The TCPA was enacted in 1991 to restrict telemarketing activities and the use of automated dialing systems and artificial or prerecorded messages, often referred to as robocalls. As originally enacted, the TCPA prohibited almost all robocalls to cell phones placed without prior express consent.  The 2015 Bipartisan Budget Act, however, exempted from the prior express consent requirement calls made solely for the purpose of collecting a debt owed to or guaranteed by the United States (the federal-debts exemption). In 2016, American Association of Political Consultants, Inc. (AAPC) filed a lawsuit alleging that, in light of the new federal-debts exemption, the TCPA’s continuing ban on all other calls to cell phones violated the First Amendment. AAPC sought a declaratory judgment that the entire provision banning calls to cell phones was an impermissible content-based restriction on speech and an injunction preventing enforcement.

In 2018, a North Carolina federal court denied AAPC’s request for declaratory and injunctive relief. The district court agreed that the cell phone call ban with the federal-debts exemption was a content-based speech restriction subject to strict scrutiny, but it determined that the provision survived strict scrutiny because of the government’s compelling interest in collecting debt. The Fourth Circuit vacated the district court’s judgment in 2019, concluding that the cell phone ban as amended to include the federal-debts exemption could not survive strict scrutiny. Rather than invalidating the entire cell phone call ban as AAPC sought, the Fourth Circuit concluded that the federal-debts exemption was severable from the rest of the provision.

The Decision

In a fractured decision, the Court struck down (by a 6-3 vote) the federal-debts exemption under the First Amendment, holding that the exemption was a content-based restriction on speech that could not survive strict scrutiny. The Court also determined (by a 7-2 vote) that severing the federal-debts exemption from the remainder of the TCPA was the appropriate remedy.

In the controlling plurality opinion, Justice Kavanaugh concluded that the law was a content-based speech restriction because it “favors speech made for collecting government debt over political and other speech.” He also agreed with the government’s concession that “it ha[d] not sufficiently justified the differentiation between government-debt collection speech and other important categories of robocall speech.” On the issue of severability, Justice Kavanaugh first noted that AAPC’s broader initial argument for holding the entire robocall restriction unconstitutional was unpersuasive. Then, applying general severability principles, he concluded that the Communications Act’s severability clause and the presumption of severability required severing the federal-debts exemption.

Key Takeaways

As Many Questions As Answers. The Court’s opinion raises new issues that could factor into future TCPA litigation, including:

  • How might courts address content-based speech restrictions that differentiate between speakers, as opposed to the restrictions at issue in AAPC, which the Court found were message-based?

→ REQUIREMENT: Repeat the TCPA excerpt word for word, starting with "The Decision" and going on through "the appropriate remedy.". The items that come next are separate material and not part of the TCPA excerpt.

(Saved entries)
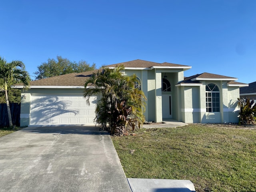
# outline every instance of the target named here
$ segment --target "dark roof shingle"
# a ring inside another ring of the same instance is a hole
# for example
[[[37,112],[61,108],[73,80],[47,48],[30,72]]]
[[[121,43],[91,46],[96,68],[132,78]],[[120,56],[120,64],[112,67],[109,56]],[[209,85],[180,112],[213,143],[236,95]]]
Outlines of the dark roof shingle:
[[[256,81],[249,84],[249,86],[240,88],[240,94],[256,93]]]

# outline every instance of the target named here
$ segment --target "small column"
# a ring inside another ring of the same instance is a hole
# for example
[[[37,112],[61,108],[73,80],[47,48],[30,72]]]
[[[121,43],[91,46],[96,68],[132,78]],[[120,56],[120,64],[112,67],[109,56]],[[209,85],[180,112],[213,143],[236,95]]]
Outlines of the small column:
[[[155,70],[156,78],[156,121],[161,122],[163,120],[162,109],[162,73]]]

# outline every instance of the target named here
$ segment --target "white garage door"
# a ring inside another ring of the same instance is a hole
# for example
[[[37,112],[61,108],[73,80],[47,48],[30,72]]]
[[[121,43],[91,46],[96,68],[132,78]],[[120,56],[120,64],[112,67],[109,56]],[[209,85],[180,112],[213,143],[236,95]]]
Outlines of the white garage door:
[[[30,125],[93,125],[96,97],[90,101],[82,94],[32,94]]]

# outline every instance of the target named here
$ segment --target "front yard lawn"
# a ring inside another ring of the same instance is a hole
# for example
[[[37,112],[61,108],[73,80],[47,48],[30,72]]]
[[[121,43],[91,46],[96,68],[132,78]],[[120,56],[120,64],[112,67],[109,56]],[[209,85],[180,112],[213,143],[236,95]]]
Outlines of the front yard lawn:
[[[0,127],[0,137],[13,133],[20,129],[19,127],[16,127],[14,130],[12,129],[12,127]]]
[[[128,178],[185,179],[197,192],[256,192],[256,128],[193,124],[112,136]]]

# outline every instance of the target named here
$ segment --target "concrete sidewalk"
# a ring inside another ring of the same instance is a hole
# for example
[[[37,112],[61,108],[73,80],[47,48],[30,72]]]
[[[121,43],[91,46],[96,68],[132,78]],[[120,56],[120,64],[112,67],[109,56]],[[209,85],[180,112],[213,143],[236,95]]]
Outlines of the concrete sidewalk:
[[[29,127],[0,138],[0,192],[130,192],[98,127]]]
[[[98,127],[30,127],[0,138],[0,192],[195,191],[186,180],[127,180]]]

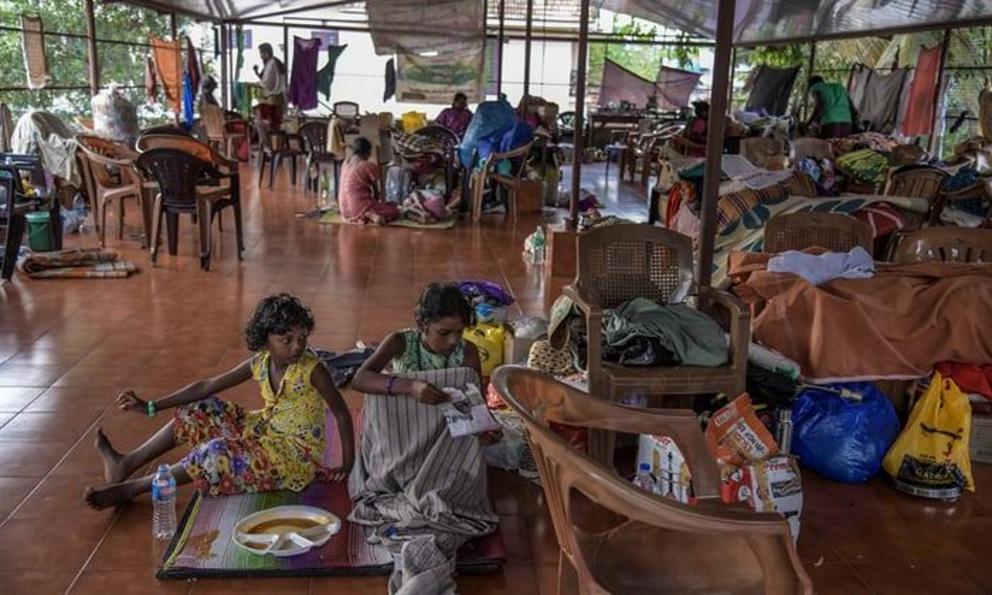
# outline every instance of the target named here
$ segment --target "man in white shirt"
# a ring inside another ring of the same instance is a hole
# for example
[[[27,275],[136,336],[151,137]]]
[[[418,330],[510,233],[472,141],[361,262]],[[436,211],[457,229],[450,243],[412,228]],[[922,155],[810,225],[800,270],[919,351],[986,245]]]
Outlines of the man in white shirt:
[[[273,55],[268,43],[259,45],[258,53],[263,63],[261,69],[258,65],[254,68],[263,95],[257,106],[258,116],[266,121],[270,130],[278,130],[286,113],[286,66]]]

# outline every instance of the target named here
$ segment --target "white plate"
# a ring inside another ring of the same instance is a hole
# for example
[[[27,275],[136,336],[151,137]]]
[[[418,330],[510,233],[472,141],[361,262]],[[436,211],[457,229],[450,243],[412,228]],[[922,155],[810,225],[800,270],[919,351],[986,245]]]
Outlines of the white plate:
[[[286,558],[324,545],[340,530],[341,519],[322,508],[277,506],[241,519],[232,538],[253,554]]]

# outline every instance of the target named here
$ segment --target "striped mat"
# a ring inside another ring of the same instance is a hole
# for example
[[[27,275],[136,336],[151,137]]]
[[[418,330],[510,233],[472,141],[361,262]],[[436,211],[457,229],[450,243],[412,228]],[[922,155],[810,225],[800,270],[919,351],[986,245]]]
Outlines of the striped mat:
[[[355,412],[355,429],[362,427]],[[328,412],[328,436],[334,417]],[[328,440],[325,465],[340,461],[340,446]],[[259,556],[234,543],[234,526],[249,514],[275,506],[303,504],[337,515],[341,531],[320,548],[291,558]],[[211,498],[197,493],[163,557],[159,579],[354,576],[389,574],[392,558],[385,548],[366,541],[367,529],[350,523],[351,498],[346,483],[314,483],[300,493],[280,491]],[[506,559],[499,530],[466,543],[458,552],[464,574],[498,572]]]

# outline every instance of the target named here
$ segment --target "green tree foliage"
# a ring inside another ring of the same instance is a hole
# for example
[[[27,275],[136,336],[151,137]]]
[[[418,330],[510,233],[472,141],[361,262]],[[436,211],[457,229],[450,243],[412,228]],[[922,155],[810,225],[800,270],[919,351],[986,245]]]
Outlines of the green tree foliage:
[[[43,89],[28,90],[24,56],[21,49],[21,34],[14,31],[0,31],[0,89],[22,88],[23,90],[0,91],[0,101],[8,104],[15,116],[28,110],[51,111],[67,119],[88,117],[89,102],[89,56],[86,49],[86,14],[83,0],[3,0],[0,2],[0,25],[20,27],[20,15],[39,15],[48,33],[66,33],[71,36],[46,34],[45,50],[48,57],[48,71],[52,87],[81,87],[77,90]],[[121,43],[98,43],[97,56],[100,63],[100,83],[111,83],[121,87],[129,99],[141,106],[139,116],[146,121],[156,121],[164,117],[161,104],[145,105],[145,92],[141,88],[145,81],[145,58],[150,52],[147,47],[151,35],[169,37],[170,25],[167,14],[127,4],[96,3],[97,38]],[[204,69],[213,71],[213,36],[209,28],[180,18],[181,34],[189,34],[194,44],[206,51],[201,52]]]
[[[659,27],[633,17],[614,15],[612,33],[628,39],[655,39]],[[688,40],[688,36],[682,36]],[[592,43],[589,44],[589,86],[598,87],[603,80],[606,59],[648,80],[654,80],[663,64],[679,68],[692,68],[699,57],[699,48],[686,45],[648,45],[643,43]]]

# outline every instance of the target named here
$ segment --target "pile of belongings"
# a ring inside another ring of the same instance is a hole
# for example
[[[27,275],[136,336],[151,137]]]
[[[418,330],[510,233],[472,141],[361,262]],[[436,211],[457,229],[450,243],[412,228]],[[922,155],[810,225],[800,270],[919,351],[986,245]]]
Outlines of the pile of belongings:
[[[657,304],[634,298],[603,311],[603,360],[628,366],[722,366],[727,363],[723,329],[687,304]],[[551,346],[569,349],[576,369],[586,368],[586,323],[572,300],[551,307]]]
[[[76,248],[36,252],[18,263],[31,279],[126,279],[138,268],[118,260],[116,252],[100,248]]]
[[[880,185],[885,183],[889,160],[872,149],[860,149],[838,157],[837,167],[860,182]]]

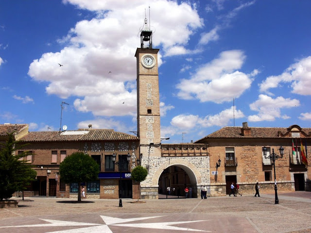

→ RESULT OF THE EXERCISE:
The Decision

In a fractured decision, the Court struck down (by a 6-3 vote) the federal-debts exemption under the First Amendment, holding that the exemption was a content-based restriction on speech that could not survive strict scrutiny. The Court also determined (by a 7-2 vote) that severing the federal-debts exemption from the remainder of the TCPA was the appropriate remedy.